-- TASK --
Turn every line of the listing below into a JSON list of strings, with one string per line and blank lines left out.

(Entries from an annotation dataset)
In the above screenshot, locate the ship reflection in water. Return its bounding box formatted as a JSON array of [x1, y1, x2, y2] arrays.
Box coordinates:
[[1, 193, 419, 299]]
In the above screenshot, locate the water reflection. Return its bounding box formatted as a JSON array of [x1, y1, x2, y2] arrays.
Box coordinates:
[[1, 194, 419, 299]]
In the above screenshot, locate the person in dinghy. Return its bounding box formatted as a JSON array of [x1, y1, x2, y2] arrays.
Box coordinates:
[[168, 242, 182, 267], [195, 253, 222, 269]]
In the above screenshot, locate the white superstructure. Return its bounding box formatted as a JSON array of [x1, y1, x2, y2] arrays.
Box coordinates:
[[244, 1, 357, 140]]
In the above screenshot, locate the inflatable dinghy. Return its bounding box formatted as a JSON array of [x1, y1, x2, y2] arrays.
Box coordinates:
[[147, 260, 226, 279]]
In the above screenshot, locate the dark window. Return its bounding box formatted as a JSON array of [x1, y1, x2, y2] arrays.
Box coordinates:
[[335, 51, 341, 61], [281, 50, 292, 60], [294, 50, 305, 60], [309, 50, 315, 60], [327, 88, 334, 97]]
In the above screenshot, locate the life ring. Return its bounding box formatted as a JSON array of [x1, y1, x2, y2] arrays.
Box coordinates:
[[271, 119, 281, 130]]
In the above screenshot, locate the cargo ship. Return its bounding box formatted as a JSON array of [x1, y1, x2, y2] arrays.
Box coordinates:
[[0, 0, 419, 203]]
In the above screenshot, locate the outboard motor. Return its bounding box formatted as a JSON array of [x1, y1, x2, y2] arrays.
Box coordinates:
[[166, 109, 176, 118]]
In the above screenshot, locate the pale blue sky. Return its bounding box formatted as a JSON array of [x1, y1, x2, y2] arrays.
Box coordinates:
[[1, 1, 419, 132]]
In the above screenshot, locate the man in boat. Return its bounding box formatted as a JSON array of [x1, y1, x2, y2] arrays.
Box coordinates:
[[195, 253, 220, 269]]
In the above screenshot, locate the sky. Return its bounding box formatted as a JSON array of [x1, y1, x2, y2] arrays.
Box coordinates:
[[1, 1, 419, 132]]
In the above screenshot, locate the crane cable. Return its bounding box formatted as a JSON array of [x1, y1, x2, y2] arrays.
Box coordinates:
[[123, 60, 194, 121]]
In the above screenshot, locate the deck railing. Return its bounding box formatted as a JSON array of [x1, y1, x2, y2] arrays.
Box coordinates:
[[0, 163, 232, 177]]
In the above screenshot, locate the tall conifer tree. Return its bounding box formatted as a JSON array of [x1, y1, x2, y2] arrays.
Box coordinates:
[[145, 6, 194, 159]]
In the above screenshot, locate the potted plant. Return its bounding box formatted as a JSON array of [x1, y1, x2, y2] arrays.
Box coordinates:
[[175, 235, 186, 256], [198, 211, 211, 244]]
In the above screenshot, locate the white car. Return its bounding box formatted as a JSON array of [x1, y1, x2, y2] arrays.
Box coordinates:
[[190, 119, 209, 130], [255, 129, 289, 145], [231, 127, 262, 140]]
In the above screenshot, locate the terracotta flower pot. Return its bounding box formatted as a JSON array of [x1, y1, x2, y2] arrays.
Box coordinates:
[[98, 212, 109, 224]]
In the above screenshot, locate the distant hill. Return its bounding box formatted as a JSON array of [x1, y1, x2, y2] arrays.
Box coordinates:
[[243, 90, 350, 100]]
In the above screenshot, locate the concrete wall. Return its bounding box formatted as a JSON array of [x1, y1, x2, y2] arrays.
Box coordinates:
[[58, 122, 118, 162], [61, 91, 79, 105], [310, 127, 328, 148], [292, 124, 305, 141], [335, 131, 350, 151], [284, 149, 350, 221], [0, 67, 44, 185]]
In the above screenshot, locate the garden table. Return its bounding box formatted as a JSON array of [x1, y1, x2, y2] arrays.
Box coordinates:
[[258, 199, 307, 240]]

-- OUTPUT BELOW --
[
  "In the above screenshot, locate the ship reflection in water. Return its bounding box formatted as a JSON array of [x1, y1, x2, y2] arrays.",
  "Box coordinates:",
  "[[1, 193, 419, 299]]",
  "In the above screenshot, locate the water reflection. Return its bounding box formatted as a JSON array of [x1, y1, x2, y2] arrays.",
  "Box coordinates:",
  "[[1, 194, 419, 299]]",
  "In the above screenshot, locate the person in dinghy. Return its bounding box formatted as a JSON array of [x1, y1, x2, y2] arrays.",
  "Box coordinates:",
  "[[168, 242, 182, 267], [195, 253, 222, 269]]",
  "In the above screenshot, locate the white superstructure. Return its bounding box formatted as a JSON array of [x1, y1, x2, y2] arrays.",
  "Box coordinates:",
  "[[244, 1, 357, 140]]",
  "In the above screenshot, locate the inflatable dinghy. Return its bounding box formatted as a JSON array of [x1, y1, x2, y2] arrays.",
  "Box coordinates:",
  "[[147, 260, 226, 279]]",
  "In the above screenshot, locate the dark window. Return its bounding box formatted as a JSON array of [x1, y1, x2, y2] arrays.",
  "Box coordinates:",
  "[[335, 51, 341, 61], [281, 50, 292, 60], [294, 50, 305, 60], [309, 50, 315, 60], [327, 88, 334, 97]]",
  "In the above screenshot, locate the life ring. Return its bounding box formatted as a JSON array of [x1, y1, x2, y2] arrays.",
  "Box coordinates:",
  "[[271, 119, 281, 130]]",
  "In the above screenshot, locate the cargo ship. Return its bounding box formatted as a JSON array of [x1, y1, x2, y2] arrays.",
  "Box coordinates:",
  "[[0, 0, 419, 203]]",
  "In the above screenshot, locate the outboard motor. Return its bounding box formatted as a JSON array of [x1, y1, x2, y2] arrays.",
  "Box coordinates:",
  "[[166, 109, 176, 118]]",
  "In the above screenshot, locate the pale blue sky. Return its bounding box formatted as a JSON array of [x1, y1, x2, y2] arrays.",
  "Box coordinates:",
  "[[1, 1, 419, 132]]",
  "In the above screenshot, locate the man in boat. Return its bounding box formatted as a JSON array of [x1, y1, x2, y2] arrays.",
  "Box coordinates:",
  "[[195, 253, 220, 269]]",
  "In the above screenshot, locate the sky. Return its bounding box formatted as a JSON array of [x1, y1, x2, y2] arrays.",
  "Box coordinates:",
  "[[1, 1, 419, 132]]",
  "In the above screenshot, locate the crane cable. Return its bounding box formatted as a JSON array of [x1, y1, x2, y2] arrays.",
  "Box coordinates:",
  "[[123, 60, 194, 121]]",
  "In the above screenshot, locate the deck railing. Return its bounding box formatted as a JSON array of [x1, y1, x2, y2] arrays.",
  "Box coordinates:",
  "[[0, 163, 232, 177]]",
  "In the above screenshot, locate the tall conifer tree. Return its bounding box formatted as a JSON array of [x1, y1, x2, y2] arrays.",
  "Box coordinates:",
  "[[145, 6, 194, 159]]",
  "In the above screenshot, locate the potted plant. Return its bounding box formatted as a JSON array of [x1, y1, x2, y2] arrays.",
  "Box coordinates:",
  "[[175, 235, 186, 256], [198, 211, 211, 244]]",
  "In the above screenshot, locate the white car. Return its bounding box formatted as a JSON array of [x1, y1, x2, y2] arrays.",
  "Box coordinates:",
  "[[190, 119, 209, 130], [255, 129, 289, 145], [231, 127, 262, 140]]",
  "In the above screenshot, locate the terracotta flower pot. Return its bounding box formatted as a JSON array of [x1, y1, x2, y2] arrays.",
  "Box coordinates:",
  "[[98, 212, 109, 224]]",
  "In the above screenshot, locate the distant hill. Return its bounding box formatted as a JSON array of [x1, y1, x2, y2] arrays.",
  "Box coordinates:",
  "[[243, 90, 350, 100]]",
  "In the above screenshot, locate the concrete wall. Return its bounding box formatted as a JSON array of [x1, y1, x2, y2] arrays.",
  "Box coordinates:",
  "[[58, 122, 118, 162], [61, 91, 79, 105], [310, 127, 328, 148], [292, 124, 305, 141], [335, 131, 350, 151], [284, 149, 350, 221], [0, 67, 44, 185]]",
  "In the above screenshot, locate the garden table. Return its bounding box formatted as a JSON array of [x1, y1, x2, y2] arrays.",
  "Box coordinates:",
  "[[258, 199, 307, 240]]"
]